- GIVEN REQUEST: Reproduce the material below word for word, leaving every line unchanged.

[Saved entries]
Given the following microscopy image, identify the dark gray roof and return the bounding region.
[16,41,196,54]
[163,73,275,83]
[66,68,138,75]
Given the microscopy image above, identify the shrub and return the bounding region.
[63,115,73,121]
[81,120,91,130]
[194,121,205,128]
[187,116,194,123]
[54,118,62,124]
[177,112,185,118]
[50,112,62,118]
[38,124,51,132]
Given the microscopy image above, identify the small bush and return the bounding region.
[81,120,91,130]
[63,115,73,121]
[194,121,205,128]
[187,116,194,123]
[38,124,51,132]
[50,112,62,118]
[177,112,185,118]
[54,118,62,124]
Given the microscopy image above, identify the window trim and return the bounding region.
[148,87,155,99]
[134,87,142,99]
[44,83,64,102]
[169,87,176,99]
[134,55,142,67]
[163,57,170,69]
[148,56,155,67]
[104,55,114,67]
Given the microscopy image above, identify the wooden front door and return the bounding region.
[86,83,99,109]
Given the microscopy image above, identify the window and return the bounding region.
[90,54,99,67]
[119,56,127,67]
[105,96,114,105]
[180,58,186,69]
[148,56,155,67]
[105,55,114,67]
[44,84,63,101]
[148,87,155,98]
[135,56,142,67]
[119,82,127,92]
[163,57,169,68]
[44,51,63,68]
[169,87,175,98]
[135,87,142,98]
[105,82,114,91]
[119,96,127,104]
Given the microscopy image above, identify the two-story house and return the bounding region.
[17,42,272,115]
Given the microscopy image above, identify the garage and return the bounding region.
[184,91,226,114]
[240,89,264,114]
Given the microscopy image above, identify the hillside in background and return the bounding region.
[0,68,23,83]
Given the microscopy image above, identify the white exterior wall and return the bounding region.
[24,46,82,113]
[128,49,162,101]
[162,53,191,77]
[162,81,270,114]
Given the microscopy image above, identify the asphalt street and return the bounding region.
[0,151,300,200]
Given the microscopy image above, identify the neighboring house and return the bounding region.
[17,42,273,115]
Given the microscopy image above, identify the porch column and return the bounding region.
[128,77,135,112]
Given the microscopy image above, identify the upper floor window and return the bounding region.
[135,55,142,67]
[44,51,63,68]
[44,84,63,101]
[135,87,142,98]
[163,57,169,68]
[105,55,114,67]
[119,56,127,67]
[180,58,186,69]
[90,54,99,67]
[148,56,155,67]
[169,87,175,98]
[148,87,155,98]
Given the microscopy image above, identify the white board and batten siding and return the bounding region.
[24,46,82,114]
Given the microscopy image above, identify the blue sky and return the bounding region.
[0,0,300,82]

- EXERCISE RESULT:
Given the following microscopy image, identify the dark gray roof and return the bounding region.
[16,41,196,54]
[163,73,275,83]
[66,68,138,75]
Given the microscopy image above, identify the shrub and return the bounding region.
[63,115,73,121]
[81,120,91,130]
[194,121,205,128]
[187,116,194,123]
[54,118,62,124]
[177,112,185,118]
[50,112,62,118]
[38,124,51,132]
Given the microscopy image above, identify the small bush and return the bounding region.
[81,120,91,130]
[63,115,73,121]
[194,121,205,128]
[187,116,194,123]
[38,124,51,132]
[50,112,62,118]
[177,112,185,118]
[54,118,62,124]
Given the microscopy image above, identify the window trim and return the bounding region.
[148,87,155,99]
[134,87,142,99]
[44,83,64,102]
[169,87,176,99]
[134,55,142,67]
[163,57,170,69]
[148,56,155,67]
[104,55,114,67]
Given the microscopy image above, identify the wooden front door and return the bounding region.
[86,83,99,109]
Given the microscopy image above, identify the window and return the bounding region.
[90,54,99,67]
[119,56,127,67]
[105,96,114,105]
[180,58,186,69]
[148,56,155,67]
[105,55,114,67]
[44,84,63,101]
[148,87,155,98]
[135,56,142,67]
[119,82,127,92]
[163,57,169,68]
[44,51,63,68]
[169,87,175,98]
[135,87,142,98]
[105,82,114,91]
[119,96,127,104]
Given the microscopy image above, identify the two-story house and return the bounding region.
[17,42,272,115]
Given the microscopy image above, identify the garage and return the bounding region.
[184,91,226,114]
[240,89,264,114]
Given the microscopy image above, identify the hillside in background and return the bounding region.
[0,68,23,83]
Given the microscopy image above, identify the white exterior wall and return the bounding region.
[24,46,82,113]
[128,49,162,101]
[162,53,191,77]
[162,81,270,114]
Given the microscopy image above, identify the asphalt street and return the bounding region.
[0,151,300,200]
Given the microscopy image above, identify the neighboring house and return the bounding region.
[17,42,273,115]
Given the microscopy image above, identify the porch column and return the bounding region.
[128,77,135,112]
Given the microscopy image above, identify the upper floor window and return the bounding region.
[135,55,142,67]
[44,51,63,68]
[44,84,63,101]
[135,87,142,98]
[163,57,169,68]
[105,55,114,67]
[119,56,127,67]
[180,58,186,69]
[90,54,99,67]
[148,56,155,67]
[169,87,175,98]
[148,87,155,98]
Given the microscopy image above, identify the white board and batten siding and return the bounding region.
[24,46,82,114]
Given the microscopy image above, identify the blue sky and return the bounding region.
[0,0,300,82]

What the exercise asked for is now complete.